1 - SCHOOL TEST - 1:37
2 - SLURRY - 5:09
3 - FLYING BY ST FRED'S - 5:53
4 - STRAIGHT ON - 4:19
5 - BLUES IN SUSPENSE - 4:39
6 - COXHILL'S MAJOR DEMAND - 1:38
7 - JABS & RINGS - 6:05
8 - GREY DAY AT MUMBLES - 6:13
9 - DIFFERENT FROM THE REST - 5:43
10 - SHOULD FIT IN WELL WITH THE REST - 5:07
11 - SNEEZE - 4:37
12 - WESTON LINGERS LONGER - 4:04
13 - JAUNTS & MEANDERS - 4:31
14 - SLIGHTLY TIPSY TURVY - 4:07
15 - EPILOGUE - 5:59

Digital recording made in Welwyn Garden City
by VERYAN WESTON & MARTIN DAVIDSON - 1998 JANUARY 28
Total time 70:15

All previously unissued

 

Excerpts from sleeve notes:

The duo of Lol Coxhill (b. 1932 d. 2012) and Veryan Weston (b. 1950) appeared on two LP records in 1978. Since then there has been nothing, even though they have continued to work as a duo, as well as working together and separately in many other contexts. Once again, Emanem steps in to fill an outrageous gap in the documentation of vital music!

They first met at the Little Theatre Club in 1972, shortly after Weston had moved to London from the only county of England that does not consider itself to be part of England. However, they did not make music together until a few years later, when they were both artists in residence at Digswell House in Welwyn Garden City.

For some considerable time previously, Coxhill had been making forays from Aylesbury into London, becoming a moveable fixture on the jazz and rock scenes. He was already making a name for himself as a free improviser, as well as a free spirit.

Coxhill had also justifiably acquired a reputation as a comedian and actor. For some people this has distracted from his real musical talents. Hopefully, this CD (among others) will help to counteract this misconception, for there is virtually no overt humour here. The smile on your face should simply be caused by the joy of listening to excellent music.

As well as being one of the stalwarts of the London improvising scene, Weston also has been involved (a) in playing jazz, (b) in writing and performing composed music (you know, the legitimate, serious, straight type), and (c) working with Phil Minton which means crossing all known musical boundaries. For several years he supplemented gig earnings as a part-time lecturer on university music courses, and several of the younger musicians on the scene have passed through his courses, benefiting from his guidance and breadth of musical knowledge.

For this recording, Weston, long a resident of Welwyn Garden City (about twenty miles north of London), arranged to borrow a local room with a good piano for a few hours, thanks to Peter Twichin who runs the Mid-Herts Music Centre. Fifteen of the twenty pieces recorded are presented here in the order they were performed. All but three are complete as played. Coxhill and Weston reveal themselves to be very different to each other, and yet they fit together like the closest and best of duos. The end result is so fine, that one wishes that there had been more recordings of this duo since 1978.

MARTIN DAVIDSON (1998)

→ WORK TO BE COMPLETED
Please check these statements against the sleeve notes, answering yes or no for each and quoting the deciding words: 1. Coxhill and Weston first met at Digswell House. 2. Fifteen of the twenty pieces recorded appear on this release. 3. Weston once worked as a part-time lecturer on university music courses. The records have no connection to the sleeve notes.

→ LISTED ENTRIES

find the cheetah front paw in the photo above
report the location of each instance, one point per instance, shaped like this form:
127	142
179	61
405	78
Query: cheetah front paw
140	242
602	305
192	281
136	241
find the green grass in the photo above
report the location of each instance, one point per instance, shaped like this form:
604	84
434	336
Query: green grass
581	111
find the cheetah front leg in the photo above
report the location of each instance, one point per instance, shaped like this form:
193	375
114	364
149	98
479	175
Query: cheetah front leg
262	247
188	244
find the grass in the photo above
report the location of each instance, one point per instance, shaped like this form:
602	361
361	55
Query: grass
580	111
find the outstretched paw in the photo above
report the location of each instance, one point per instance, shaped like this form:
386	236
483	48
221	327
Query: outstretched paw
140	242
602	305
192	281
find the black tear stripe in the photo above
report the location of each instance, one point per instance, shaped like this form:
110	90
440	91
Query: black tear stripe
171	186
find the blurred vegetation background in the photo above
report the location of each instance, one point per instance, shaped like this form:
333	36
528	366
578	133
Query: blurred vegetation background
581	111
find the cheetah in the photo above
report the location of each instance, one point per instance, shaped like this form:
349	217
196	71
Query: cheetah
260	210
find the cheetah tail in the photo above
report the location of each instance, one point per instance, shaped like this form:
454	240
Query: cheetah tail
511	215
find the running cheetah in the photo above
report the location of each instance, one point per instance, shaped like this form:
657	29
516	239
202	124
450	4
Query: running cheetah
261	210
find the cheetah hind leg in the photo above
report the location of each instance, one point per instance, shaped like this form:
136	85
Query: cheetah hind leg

→ RESULT FOR THIS TASK
1. No: "They first met at the Little Theatre Club in 1972"
2. Yes: "Fifteen of the twenty pieces recorded are presented here in the order they were performed."
3. Yes: "For several years he supplemented gig earnings as a part-time lecturer on university music courses"